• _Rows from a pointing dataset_
## Begin
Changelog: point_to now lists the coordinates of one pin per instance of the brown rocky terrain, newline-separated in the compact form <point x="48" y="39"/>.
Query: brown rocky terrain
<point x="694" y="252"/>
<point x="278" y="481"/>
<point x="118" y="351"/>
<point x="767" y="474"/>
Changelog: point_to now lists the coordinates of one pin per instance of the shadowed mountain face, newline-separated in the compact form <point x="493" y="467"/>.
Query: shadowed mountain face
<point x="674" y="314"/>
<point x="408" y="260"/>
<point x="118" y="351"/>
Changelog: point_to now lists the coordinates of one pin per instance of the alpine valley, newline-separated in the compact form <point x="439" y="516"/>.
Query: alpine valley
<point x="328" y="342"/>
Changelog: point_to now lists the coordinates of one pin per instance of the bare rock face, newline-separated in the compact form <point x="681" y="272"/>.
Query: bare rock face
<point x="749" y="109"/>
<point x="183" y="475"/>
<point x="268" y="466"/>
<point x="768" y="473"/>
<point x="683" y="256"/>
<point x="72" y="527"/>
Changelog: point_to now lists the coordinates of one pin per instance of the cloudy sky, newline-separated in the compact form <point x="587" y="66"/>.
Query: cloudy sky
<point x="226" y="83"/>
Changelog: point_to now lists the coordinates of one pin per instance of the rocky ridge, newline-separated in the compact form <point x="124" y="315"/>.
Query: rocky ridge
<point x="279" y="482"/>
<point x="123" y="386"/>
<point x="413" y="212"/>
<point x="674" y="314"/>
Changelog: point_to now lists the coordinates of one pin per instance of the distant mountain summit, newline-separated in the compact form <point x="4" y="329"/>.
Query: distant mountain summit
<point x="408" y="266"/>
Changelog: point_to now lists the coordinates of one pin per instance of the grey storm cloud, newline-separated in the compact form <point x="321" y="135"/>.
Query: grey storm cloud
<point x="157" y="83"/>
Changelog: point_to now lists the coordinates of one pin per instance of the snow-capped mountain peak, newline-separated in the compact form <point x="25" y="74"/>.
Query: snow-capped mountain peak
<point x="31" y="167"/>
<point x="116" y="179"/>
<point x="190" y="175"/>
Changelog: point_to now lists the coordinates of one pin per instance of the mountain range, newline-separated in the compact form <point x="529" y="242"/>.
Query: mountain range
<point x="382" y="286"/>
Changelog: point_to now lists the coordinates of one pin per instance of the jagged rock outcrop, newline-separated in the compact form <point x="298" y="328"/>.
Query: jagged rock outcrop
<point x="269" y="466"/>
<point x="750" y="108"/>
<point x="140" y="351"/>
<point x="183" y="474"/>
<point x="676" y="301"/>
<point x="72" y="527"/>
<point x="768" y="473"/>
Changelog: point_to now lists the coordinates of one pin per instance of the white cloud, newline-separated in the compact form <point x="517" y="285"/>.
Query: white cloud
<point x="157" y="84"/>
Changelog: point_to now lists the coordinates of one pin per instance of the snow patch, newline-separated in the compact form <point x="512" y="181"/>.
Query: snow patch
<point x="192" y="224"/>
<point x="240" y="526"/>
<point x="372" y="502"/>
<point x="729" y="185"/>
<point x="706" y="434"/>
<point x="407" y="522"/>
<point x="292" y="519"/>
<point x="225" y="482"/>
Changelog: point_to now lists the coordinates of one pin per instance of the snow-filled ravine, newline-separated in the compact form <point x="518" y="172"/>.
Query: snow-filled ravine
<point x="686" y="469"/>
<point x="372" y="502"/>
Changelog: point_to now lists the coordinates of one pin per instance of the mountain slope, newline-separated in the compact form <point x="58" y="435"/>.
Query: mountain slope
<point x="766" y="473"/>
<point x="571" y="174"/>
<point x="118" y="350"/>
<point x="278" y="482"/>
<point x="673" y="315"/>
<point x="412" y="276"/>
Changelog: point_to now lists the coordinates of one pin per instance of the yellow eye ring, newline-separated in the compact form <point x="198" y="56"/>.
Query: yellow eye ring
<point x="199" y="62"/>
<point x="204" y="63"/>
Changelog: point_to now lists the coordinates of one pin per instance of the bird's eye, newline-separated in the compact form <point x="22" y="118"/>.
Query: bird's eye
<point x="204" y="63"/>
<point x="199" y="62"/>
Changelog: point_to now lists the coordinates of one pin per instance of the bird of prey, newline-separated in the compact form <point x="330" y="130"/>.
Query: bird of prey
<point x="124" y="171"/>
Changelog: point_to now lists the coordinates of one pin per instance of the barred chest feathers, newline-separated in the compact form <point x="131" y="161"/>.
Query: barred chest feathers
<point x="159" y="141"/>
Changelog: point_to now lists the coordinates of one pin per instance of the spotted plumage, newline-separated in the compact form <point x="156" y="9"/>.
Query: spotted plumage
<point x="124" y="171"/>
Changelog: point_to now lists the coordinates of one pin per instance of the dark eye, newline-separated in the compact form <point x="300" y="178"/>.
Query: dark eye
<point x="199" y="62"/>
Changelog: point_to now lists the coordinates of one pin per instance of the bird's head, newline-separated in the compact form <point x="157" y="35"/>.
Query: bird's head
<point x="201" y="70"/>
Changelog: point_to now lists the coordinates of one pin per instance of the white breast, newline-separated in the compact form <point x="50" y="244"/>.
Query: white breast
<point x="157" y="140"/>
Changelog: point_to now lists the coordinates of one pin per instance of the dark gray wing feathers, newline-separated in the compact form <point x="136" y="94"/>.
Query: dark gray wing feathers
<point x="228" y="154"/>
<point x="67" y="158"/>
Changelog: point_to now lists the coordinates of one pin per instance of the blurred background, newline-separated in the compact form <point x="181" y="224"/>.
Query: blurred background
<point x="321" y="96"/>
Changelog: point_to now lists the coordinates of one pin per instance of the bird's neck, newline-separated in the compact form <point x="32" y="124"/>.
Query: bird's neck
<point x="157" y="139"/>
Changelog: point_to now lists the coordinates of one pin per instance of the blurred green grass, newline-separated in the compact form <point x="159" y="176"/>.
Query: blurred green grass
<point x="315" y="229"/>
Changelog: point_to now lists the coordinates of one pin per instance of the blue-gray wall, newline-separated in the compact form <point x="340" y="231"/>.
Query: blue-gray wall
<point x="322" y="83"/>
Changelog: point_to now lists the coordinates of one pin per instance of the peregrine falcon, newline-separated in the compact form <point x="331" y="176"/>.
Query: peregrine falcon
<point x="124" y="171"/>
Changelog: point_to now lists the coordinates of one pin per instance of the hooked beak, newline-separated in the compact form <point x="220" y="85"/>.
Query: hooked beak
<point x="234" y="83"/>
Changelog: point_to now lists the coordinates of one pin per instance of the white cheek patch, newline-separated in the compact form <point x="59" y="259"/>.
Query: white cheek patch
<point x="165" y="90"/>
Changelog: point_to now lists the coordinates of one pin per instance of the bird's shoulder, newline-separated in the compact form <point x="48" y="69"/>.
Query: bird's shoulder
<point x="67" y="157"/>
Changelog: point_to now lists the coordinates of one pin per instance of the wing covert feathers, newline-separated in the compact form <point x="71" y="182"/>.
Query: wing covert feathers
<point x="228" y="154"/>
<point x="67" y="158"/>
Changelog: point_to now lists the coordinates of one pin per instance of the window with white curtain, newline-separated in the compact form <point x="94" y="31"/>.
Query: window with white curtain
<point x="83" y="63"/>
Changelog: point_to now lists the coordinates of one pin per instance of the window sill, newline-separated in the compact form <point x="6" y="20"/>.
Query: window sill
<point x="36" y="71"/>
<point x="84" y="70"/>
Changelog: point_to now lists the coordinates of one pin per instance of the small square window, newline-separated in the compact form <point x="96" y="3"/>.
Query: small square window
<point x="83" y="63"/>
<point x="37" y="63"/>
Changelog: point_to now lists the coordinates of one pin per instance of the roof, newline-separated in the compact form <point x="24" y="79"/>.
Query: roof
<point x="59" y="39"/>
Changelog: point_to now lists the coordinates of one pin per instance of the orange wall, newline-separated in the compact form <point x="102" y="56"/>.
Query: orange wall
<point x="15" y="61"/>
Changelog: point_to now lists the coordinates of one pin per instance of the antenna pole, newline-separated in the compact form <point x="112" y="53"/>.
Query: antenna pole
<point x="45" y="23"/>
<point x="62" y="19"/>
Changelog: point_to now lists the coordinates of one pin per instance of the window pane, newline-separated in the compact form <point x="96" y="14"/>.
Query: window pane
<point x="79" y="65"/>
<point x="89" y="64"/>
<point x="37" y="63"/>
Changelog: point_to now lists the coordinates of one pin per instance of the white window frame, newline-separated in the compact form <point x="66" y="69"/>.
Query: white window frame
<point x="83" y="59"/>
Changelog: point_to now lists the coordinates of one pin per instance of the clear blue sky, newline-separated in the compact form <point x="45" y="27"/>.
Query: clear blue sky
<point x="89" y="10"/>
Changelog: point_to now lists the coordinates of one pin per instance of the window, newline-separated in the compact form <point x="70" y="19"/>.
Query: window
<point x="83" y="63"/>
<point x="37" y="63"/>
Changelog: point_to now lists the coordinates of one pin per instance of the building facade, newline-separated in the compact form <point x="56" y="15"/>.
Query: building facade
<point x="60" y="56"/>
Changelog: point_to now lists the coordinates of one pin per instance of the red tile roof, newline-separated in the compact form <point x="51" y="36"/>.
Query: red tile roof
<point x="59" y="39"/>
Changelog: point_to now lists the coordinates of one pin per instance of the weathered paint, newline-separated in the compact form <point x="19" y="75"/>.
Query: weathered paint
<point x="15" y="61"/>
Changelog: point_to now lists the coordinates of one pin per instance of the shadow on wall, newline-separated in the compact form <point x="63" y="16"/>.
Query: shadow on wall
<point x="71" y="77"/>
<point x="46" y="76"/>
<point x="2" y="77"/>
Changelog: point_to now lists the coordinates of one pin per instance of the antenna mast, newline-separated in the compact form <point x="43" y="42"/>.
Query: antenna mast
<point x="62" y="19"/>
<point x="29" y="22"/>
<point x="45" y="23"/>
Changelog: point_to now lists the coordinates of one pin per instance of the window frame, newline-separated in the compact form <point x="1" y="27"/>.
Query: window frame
## End
• _What to do_
What needs duplicating is the run of lines from the one containing "the shadow on" through the last line of the entries above, exact and complete.

• _Solution for this problem_
Changelog: point_to now lists the coordinates of one pin per instance of the shadow on wall, newline-separated in the compact form <point x="63" y="16"/>.
Query: shadow on wall
<point x="71" y="77"/>
<point x="46" y="76"/>
<point x="2" y="77"/>
Changelog: point_to now lists the coordinates of one pin per instance of the antenna mast, newline-separated in the compact form <point x="43" y="42"/>.
Query: antenna mast
<point x="62" y="19"/>
<point x="29" y="22"/>
<point x="45" y="23"/>
Changelog: point_to now lists the coordinates of one pin per instance of the window frame, newline-separated in the compact form <point x="1" y="27"/>.
Query: window frame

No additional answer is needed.